___ Excerpted data

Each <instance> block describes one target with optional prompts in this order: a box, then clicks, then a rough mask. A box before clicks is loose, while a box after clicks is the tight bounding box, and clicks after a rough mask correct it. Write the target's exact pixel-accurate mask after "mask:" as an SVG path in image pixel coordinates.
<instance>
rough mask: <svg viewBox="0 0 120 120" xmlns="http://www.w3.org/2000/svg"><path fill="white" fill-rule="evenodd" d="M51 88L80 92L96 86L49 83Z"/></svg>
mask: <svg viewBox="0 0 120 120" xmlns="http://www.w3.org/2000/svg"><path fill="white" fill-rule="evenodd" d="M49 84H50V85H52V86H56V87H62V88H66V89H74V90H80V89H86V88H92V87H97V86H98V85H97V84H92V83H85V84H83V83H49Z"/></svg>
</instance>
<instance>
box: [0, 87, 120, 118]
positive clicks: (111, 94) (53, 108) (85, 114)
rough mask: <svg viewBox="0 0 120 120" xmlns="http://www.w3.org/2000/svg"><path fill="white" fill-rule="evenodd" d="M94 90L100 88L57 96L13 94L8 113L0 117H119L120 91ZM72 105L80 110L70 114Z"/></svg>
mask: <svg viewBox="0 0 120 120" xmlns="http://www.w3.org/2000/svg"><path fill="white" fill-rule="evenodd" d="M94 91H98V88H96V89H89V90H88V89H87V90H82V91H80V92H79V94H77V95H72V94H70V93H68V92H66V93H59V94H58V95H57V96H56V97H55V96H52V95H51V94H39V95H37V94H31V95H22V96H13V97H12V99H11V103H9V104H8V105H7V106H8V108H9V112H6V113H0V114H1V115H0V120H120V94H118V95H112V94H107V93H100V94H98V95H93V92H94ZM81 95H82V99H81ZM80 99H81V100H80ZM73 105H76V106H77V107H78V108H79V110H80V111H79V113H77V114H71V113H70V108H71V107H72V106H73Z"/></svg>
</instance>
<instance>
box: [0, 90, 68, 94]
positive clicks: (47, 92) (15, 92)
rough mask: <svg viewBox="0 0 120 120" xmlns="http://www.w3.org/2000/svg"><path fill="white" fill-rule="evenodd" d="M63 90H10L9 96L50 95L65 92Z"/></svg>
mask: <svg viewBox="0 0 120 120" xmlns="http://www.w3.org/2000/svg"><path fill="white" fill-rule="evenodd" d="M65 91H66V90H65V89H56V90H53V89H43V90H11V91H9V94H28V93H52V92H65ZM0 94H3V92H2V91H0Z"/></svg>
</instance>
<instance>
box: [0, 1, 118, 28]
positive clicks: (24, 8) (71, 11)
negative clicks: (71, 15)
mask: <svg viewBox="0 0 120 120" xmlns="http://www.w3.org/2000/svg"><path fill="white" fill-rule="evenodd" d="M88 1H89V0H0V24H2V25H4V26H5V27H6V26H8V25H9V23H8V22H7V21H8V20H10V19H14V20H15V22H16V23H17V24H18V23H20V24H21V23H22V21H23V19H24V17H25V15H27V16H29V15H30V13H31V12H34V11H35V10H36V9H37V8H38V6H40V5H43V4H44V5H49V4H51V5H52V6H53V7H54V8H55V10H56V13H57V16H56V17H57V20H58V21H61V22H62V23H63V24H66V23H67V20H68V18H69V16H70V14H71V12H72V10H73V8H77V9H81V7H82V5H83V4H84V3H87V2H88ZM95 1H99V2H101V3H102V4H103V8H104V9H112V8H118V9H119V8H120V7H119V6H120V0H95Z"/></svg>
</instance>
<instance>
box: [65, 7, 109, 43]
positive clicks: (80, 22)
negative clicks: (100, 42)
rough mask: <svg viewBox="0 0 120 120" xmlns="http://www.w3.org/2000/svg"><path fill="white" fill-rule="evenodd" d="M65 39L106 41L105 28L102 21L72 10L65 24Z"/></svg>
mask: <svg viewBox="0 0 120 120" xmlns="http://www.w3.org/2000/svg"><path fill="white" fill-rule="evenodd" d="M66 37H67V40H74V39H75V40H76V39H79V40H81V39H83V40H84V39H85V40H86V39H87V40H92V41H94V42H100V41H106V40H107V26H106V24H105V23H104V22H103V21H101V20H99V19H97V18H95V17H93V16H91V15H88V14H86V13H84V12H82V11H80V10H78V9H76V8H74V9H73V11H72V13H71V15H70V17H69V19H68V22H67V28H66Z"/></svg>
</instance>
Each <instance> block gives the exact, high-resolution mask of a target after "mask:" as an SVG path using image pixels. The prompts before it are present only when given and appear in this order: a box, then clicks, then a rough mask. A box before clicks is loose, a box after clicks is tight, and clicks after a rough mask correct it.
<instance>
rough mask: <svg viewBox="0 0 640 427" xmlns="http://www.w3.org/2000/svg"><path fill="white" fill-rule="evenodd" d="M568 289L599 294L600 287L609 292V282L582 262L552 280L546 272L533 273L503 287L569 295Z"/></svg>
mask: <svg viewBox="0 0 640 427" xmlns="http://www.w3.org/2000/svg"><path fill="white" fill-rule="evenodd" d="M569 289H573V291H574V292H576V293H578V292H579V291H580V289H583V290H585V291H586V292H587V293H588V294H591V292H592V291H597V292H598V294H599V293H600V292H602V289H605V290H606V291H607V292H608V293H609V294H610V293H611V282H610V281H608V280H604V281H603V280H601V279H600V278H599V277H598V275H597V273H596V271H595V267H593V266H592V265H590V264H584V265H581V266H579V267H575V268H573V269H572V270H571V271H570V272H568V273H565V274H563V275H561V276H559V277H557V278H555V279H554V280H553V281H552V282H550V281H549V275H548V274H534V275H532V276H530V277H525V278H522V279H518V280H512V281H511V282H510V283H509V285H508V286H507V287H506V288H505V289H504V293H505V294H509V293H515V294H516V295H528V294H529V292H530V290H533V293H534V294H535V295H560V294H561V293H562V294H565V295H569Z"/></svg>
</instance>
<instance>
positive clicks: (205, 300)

______

Pick out each line above that contains the string "exact" and copy those lines out in full.

Each <instance> block describes one target with optional prompts in this order: a box, then clicks, then a rough mask. A box before clicks is loose, while a box after clicks is the tight bounding box, and clicks after a rough mask correct it. Write the target's exact pixel-accurate mask after "mask:" as an SVG path in image pixel coordinates.
Each <instance> block gives the exact, high-resolution mask of a target after "mask:" as an SVG path using image pixels. The prompts before it are present only when given and appear in this order: a box, then clicks, then a rough mask. A box before clicks is loose, a box after clicks is tight, and clicks after a rough mask correct it.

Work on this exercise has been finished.